◆ Instructions to follow: Return the lines below word for word, starting at the very first line and ending at the line that contains "MULTIPOLYGON (((613 429, 610", with both of those lines included.

◆ Information supplied:
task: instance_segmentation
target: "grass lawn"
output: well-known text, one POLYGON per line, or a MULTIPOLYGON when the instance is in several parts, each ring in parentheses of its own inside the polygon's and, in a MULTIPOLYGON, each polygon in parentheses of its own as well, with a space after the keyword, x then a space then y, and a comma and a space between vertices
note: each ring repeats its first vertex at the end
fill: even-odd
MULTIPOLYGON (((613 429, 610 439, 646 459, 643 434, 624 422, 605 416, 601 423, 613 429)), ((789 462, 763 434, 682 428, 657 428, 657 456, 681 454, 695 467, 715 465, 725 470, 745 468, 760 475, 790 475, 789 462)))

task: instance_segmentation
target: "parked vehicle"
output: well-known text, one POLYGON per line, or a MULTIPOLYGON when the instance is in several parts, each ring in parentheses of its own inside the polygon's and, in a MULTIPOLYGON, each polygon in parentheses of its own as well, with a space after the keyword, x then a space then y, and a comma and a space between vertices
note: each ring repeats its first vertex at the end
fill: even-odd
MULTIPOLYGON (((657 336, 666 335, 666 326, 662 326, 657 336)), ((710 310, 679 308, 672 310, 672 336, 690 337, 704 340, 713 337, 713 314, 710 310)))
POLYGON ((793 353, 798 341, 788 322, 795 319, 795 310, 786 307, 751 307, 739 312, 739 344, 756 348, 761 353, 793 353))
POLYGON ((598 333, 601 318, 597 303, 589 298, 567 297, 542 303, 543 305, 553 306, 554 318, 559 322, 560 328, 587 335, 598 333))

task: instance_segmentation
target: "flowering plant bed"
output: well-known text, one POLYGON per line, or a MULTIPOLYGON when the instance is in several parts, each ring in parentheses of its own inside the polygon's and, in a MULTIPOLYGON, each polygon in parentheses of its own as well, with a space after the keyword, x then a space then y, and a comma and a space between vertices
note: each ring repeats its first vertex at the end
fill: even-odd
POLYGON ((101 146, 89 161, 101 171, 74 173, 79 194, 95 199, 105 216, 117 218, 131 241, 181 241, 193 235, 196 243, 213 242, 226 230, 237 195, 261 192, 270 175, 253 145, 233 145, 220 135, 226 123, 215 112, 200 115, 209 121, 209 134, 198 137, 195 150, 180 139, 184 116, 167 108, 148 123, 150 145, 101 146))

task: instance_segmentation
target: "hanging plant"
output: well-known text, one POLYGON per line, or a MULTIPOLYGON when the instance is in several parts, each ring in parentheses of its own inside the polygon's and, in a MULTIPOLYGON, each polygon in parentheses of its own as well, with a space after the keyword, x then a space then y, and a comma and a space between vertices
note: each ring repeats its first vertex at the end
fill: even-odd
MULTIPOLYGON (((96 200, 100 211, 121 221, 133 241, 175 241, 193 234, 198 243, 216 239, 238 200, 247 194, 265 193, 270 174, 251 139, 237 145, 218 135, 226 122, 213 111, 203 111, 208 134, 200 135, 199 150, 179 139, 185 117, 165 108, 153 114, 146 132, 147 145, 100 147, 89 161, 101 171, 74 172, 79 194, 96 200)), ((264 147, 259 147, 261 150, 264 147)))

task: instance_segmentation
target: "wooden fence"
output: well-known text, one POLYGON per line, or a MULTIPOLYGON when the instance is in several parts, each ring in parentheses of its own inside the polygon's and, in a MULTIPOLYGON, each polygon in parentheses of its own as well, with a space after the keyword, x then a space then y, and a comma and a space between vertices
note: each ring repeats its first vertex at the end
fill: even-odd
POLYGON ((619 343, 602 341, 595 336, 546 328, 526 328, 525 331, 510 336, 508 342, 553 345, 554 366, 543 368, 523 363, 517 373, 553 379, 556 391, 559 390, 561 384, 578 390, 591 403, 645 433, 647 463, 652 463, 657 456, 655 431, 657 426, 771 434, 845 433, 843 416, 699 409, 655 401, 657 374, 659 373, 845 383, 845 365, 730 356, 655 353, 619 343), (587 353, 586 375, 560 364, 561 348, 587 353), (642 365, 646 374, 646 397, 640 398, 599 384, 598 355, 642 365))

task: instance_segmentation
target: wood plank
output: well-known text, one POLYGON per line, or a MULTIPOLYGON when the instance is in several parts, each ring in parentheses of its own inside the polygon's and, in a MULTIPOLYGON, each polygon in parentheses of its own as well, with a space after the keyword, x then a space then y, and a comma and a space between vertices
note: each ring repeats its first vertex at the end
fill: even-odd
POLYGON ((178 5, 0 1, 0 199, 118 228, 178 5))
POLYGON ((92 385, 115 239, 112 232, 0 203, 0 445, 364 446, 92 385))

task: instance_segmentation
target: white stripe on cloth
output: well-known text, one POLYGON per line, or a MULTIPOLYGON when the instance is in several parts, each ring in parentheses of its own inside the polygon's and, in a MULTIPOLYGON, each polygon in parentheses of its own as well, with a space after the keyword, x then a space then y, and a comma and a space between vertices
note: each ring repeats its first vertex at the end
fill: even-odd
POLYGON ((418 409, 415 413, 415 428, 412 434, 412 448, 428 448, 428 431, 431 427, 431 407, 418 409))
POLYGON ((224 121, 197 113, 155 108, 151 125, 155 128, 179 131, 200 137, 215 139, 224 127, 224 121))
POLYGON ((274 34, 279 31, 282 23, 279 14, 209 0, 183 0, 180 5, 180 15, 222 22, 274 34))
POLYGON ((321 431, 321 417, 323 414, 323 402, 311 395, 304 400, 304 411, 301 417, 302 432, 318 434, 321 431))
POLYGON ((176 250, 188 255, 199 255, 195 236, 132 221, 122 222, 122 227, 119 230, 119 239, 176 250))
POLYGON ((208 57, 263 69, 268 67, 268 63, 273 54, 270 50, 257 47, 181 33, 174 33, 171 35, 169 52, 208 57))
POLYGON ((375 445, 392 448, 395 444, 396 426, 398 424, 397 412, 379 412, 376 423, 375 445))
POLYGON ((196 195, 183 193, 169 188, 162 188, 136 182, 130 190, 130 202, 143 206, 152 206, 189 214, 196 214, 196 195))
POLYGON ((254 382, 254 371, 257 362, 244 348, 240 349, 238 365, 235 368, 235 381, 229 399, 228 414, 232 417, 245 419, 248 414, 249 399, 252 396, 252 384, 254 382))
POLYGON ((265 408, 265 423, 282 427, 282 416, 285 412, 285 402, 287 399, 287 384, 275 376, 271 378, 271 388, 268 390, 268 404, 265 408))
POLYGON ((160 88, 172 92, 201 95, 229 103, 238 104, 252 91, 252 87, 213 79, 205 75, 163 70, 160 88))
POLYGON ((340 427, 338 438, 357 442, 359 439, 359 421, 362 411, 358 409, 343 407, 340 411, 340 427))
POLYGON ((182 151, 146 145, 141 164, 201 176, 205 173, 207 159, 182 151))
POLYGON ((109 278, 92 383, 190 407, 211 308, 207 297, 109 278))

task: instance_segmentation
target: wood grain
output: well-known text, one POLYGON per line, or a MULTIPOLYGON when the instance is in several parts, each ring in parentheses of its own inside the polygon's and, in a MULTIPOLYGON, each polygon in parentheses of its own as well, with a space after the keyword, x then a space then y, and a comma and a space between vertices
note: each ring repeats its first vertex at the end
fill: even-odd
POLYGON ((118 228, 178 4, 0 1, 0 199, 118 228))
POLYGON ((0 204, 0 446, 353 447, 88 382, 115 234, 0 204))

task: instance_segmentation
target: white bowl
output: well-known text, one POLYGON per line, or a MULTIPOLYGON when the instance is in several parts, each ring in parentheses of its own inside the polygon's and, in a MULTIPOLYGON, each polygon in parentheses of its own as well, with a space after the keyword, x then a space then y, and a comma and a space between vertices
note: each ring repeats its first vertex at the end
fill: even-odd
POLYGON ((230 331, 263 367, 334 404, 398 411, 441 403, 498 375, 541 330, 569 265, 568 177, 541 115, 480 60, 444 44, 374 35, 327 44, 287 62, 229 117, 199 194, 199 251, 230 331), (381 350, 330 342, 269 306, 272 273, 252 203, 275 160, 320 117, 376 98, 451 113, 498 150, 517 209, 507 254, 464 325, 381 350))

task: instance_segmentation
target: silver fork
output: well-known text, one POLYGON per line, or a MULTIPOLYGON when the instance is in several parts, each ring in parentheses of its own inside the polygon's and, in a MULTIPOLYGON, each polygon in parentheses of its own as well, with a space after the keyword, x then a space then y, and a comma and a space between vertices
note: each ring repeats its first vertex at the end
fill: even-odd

◆ Answer below:
task: instance_segmentation
target: "grass lawn"
output: well-known text, one POLYGON per line, or a MULTIPOLYGON when the instance is in several parts, each ring in parentheses of its own inside the polygon's and, in a MULTIPOLYGON, each polygon in parentheses of its own as well, with a space after the keyword, x then a space then y, and a comma and a space between vertices
note: each ring repeats its first vertex at the end
fill: even-odd
MULTIPOLYGON (((613 429, 610 439, 646 459, 643 434, 624 422, 605 416, 601 423, 613 429)), ((789 462, 763 434, 682 428, 657 428, 657 456, 681 454, 695 467, 715 465, 725 470, 745 468, 760 475, 790 475, 789 462)))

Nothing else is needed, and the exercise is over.